▶ [WHAT THE TASK REQUIRES]: Extract the stretch of the poets' biographies below from "Chris Santiago is" through "lives in Minnesota.", copying it word for word.

▶ [EXTRACTED TEXT]:

--------------------

David Rivard’s most recent book, Standoff, was published by Graywolf in August. He is the author of five other books: Otherwise Elsewhere, Sugartown, Bewitched Playground, Wise Poison, winner of the James Laughlin Prize from the Academy of American Poets and a finalist for the Los Angeles Times Book Award, and Torque, winner of the Agnes Lynch Starrett Prize. Among Rivard’s awards are fellowships from the Guggenheim Foundation, Civitella Ranieri, and the NEA, as well as two Shestack Prizes from American Poetry Review and the O.B. Hardison Poetry Prize from the Folger Shakespeare Library, in recognition of both his writing and teaching. He teaches in the MFA in Writing program at the University of New Hampshire, and lives in Cambridge. News & reviews of Standoff can be found at his website: www.davidrivard.net.
Chris Santiago is the author of TULA, winner of the 2016 Lindquist & Vennum Prize for Poetry, selected by A. Van Jordan. His poems, fiction, and criticism have appeared in FIELD, Copper Nickel, Pleiades, and the Asian American Literary Review. He holds degrees in creative writing and music from Oberlin College and received his PhD in English from the University of Southern California. The recipient of fellowships from Kundiman and the Mellon Foundation/American Council of Learned Societies, Santiago is also a percussionist and amateur jazz pianist. He teaches literature, sound culture, and creative writing at the University of St. Thomas. He lives in Minnesota.

--------------------

▶ [DATA PROVIDED]:
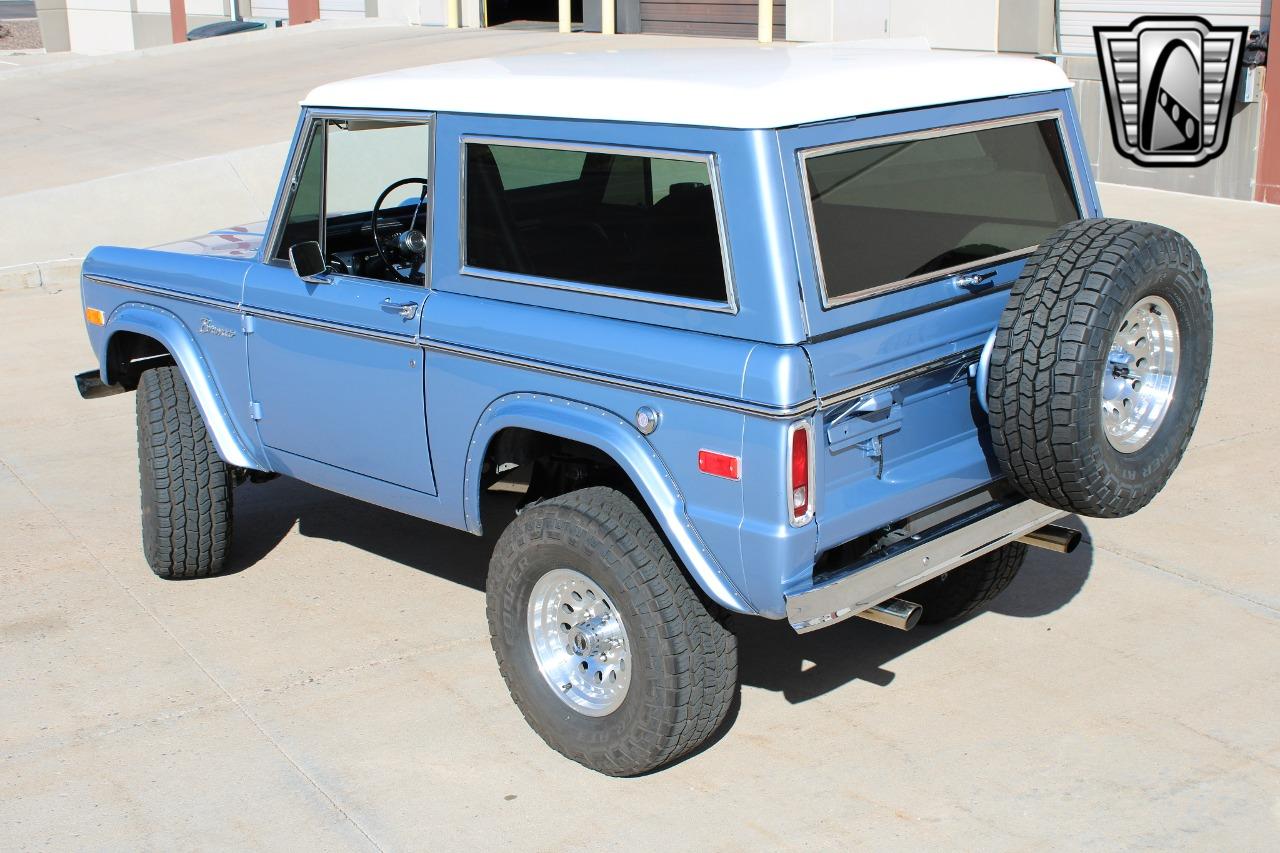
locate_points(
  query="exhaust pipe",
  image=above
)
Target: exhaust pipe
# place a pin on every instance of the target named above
(1052, 538)
(894, 612)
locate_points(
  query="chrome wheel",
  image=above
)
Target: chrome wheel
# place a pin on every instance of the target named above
(579, 642)
(1141, 374)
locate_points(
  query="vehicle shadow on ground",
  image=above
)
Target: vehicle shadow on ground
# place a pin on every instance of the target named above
(771, 655)
(265, 514)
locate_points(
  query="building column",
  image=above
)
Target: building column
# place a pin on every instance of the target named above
(1266, 186)
(304, 10)
(178, 21)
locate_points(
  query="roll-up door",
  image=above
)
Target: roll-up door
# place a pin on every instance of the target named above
(731, 18)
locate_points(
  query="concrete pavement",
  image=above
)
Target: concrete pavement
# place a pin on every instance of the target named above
(338, 692)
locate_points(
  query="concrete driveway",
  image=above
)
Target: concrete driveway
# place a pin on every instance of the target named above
(337, 690)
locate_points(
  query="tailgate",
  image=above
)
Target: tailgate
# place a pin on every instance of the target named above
(910, 238)
(903, 432)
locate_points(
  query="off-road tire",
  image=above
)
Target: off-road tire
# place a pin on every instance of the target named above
(682, 656)
(968, 588)
(186, 486)
(1051, 351)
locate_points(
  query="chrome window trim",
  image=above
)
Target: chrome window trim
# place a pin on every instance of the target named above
(297, 156)
(708, 158)
(951, 129)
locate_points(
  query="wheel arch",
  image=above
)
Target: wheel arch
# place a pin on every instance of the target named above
(159, 332)
(616, 438)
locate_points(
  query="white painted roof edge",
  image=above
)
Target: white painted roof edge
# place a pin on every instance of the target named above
(754, 86)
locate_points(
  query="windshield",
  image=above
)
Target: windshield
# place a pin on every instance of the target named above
(897, 211)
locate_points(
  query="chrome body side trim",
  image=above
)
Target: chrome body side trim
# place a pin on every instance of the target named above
(728, 306)
(955, 359)
(617, 382)
(867, 584)
(795, 410)
(804, 155)
(484, 355)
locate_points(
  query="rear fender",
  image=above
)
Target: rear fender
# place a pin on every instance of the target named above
(172, 332)
(611, 434)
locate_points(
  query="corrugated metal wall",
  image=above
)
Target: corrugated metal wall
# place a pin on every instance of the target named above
(731, 18)
(1077, 18)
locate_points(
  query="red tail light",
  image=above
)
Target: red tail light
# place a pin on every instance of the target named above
(800, 475)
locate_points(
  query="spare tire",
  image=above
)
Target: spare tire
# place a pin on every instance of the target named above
(1100, 365)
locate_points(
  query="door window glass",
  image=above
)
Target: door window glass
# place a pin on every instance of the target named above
(632, 222)
(362, 160)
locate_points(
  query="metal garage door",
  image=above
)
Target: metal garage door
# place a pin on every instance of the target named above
(1079, 17)
(270, 9)
(732, 18)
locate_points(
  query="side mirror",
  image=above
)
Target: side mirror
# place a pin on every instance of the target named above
(307, 263)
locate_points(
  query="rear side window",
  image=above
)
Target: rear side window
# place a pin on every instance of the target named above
(900, 211)
(640, 223)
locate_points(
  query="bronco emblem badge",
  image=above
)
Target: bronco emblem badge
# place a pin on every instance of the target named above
(1170, 83)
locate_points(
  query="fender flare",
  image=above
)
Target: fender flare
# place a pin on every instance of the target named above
(616, 437)
(173, 333)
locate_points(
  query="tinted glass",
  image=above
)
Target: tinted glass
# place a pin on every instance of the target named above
(636, 223)
(900, 210)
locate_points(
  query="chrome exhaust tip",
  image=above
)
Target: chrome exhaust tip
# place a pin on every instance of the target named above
(894, 612)
(1052, 537)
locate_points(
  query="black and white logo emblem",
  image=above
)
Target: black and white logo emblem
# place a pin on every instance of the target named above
(1170, 83)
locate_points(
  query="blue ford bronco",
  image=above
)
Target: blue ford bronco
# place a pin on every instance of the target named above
(803, 333)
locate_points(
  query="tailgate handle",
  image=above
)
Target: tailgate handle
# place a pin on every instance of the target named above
(865, 419)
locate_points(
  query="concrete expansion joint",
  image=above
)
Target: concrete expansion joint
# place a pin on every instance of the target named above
(1270, 610)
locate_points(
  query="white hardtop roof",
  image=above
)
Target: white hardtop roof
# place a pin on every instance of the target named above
(755, 86)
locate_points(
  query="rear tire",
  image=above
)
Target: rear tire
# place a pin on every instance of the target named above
(967, 589)
(562, 575)
(186, 486)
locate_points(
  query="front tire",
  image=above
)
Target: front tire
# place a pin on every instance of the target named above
(186, 486)
(1100, 366)
(609, 653)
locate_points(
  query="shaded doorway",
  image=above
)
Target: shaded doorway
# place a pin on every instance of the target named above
(502, 12)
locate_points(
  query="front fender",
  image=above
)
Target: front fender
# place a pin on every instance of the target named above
(611, 434)
(173, 333)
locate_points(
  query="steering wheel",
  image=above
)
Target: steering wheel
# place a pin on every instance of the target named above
(408, 245)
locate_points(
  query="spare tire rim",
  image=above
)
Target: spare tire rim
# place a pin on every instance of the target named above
(579, 642)
(1141, 373)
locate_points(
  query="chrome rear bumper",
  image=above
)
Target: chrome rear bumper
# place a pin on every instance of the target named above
(912, 562)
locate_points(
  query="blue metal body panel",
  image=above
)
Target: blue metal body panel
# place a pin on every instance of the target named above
(400, 411)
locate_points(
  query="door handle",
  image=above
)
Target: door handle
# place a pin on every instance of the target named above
(976, 282)
(407, 310)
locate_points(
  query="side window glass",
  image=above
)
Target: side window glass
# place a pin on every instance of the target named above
(641, 223)
(376, 195)
(305, 208)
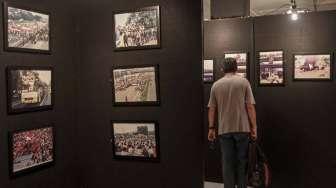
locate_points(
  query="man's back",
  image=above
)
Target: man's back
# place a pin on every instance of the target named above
(230, 95)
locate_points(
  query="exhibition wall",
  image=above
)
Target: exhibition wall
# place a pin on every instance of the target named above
(179, 113)
(62, 116)
(295, 120)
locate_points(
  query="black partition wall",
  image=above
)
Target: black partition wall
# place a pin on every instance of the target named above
(295, 122)
(179, 114)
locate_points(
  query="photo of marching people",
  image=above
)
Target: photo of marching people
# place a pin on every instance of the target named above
(138, 29)
(208, 71)
(29, 89)
(135, 85)
(312, 67)
(27, 30)
(31, 148)
(135, 140)
(241, 59)
(271, 68)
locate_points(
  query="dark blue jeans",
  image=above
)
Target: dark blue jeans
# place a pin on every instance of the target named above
(234, 148)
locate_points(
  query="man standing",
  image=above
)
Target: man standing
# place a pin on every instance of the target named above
(233, 99)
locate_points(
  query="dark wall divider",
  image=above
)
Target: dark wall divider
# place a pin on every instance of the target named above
(296, 125)
(179, 114)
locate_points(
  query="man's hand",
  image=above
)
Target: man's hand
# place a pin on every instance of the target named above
(211, 135)
(254, 134)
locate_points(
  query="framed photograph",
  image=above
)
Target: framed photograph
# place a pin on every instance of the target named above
(138, 140)
(137, 29)
(29, 89)
(242, 62)
(313, 66)
(136, 85)
(25, 29)
(271, 68)
(208, 71)
(31, 150)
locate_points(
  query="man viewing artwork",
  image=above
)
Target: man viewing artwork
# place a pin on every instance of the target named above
(232, 98)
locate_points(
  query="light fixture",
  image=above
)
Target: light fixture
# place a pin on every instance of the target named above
(294, 16)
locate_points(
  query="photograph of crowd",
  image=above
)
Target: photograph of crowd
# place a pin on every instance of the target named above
(29, 89)
(316, 67)
(31, 148)
(138, 29)
(135, 140)
(241, 59)
(27, 29)
(271, 68)
(208, 71)
(135, 85)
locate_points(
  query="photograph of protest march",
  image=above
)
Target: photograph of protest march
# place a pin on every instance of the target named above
(208, 71)
(29, 89)
(135, 140)
(31, 149)
(313, 67)
(136, 85)
(26, 30)
(137, 29)
(242, 60)
(271, 68)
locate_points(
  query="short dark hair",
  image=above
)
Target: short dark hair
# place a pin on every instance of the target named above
(230, 65)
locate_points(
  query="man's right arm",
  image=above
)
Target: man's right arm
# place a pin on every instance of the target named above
(253, 119)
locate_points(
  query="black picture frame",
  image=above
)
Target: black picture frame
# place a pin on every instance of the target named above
(5, 28)
(247, 60)
(31, 169)
(315, 79)
(158, 34)
(283, 68)
(9, 79)
(213, 72)
(136, 158)
(137, 103)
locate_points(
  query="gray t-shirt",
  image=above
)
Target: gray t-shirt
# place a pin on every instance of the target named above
(230, 95)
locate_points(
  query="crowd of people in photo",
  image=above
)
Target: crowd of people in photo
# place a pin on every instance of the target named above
(137, 145)
(138, 32)
(27, 33)
(33, 147)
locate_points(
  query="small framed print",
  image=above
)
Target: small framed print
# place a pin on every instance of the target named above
(136, 85)
(271, 68)
(31, 149)
(26, 29)
(29, 89)
(242, 62)
(208, 71)
(137, 29)
(313, 66)
(135, 140)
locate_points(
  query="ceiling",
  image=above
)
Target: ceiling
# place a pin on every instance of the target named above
(269, 7)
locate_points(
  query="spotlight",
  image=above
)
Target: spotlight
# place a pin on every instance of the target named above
(294, 16)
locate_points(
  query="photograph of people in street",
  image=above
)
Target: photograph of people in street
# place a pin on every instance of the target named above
(30, 88)
(32, 148)
(27, 29)
(133, 85)
(313, 67)
(208, 71)
(271, 68)
(135, 140)
(241, 59)
(137, 29)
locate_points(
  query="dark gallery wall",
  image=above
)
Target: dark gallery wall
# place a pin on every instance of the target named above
(296, 122)
(179, 114)
(63, 174)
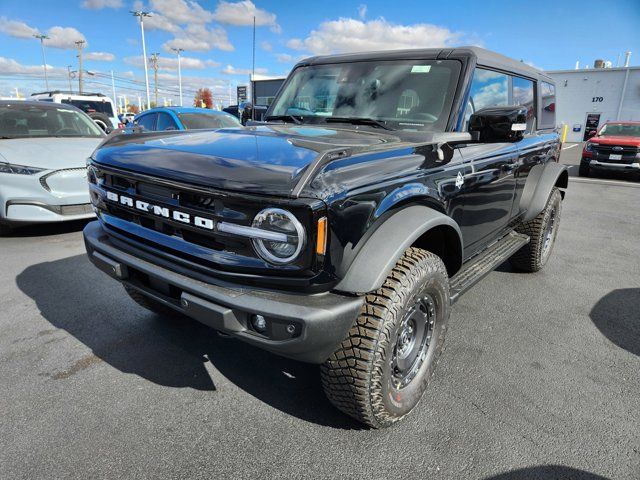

--------------------

▶ [FULL RESPONSE]:
Chris Santiago is the author of TULA, winner of the 2016 Lindquist & Vennum Prize for Poetry, selected by A. Van Jordan. His poems, fiction, and criticism have appeared in FIELD, Copper Nickel, Pleiades, and the Asian American Literary Review. He holds degrees in creative writing and music from Oberlin College and received his PhD in English from the University of Southern California. The recipient of fellowships from Kundiman and the Mellon Foundation/American Council of Learned Societies, Santiago is also a percussionist and amateur jazz pianist. He teaches literature, sound culture, and creative writing at the University of St. Thomas. He lives in Minnesota.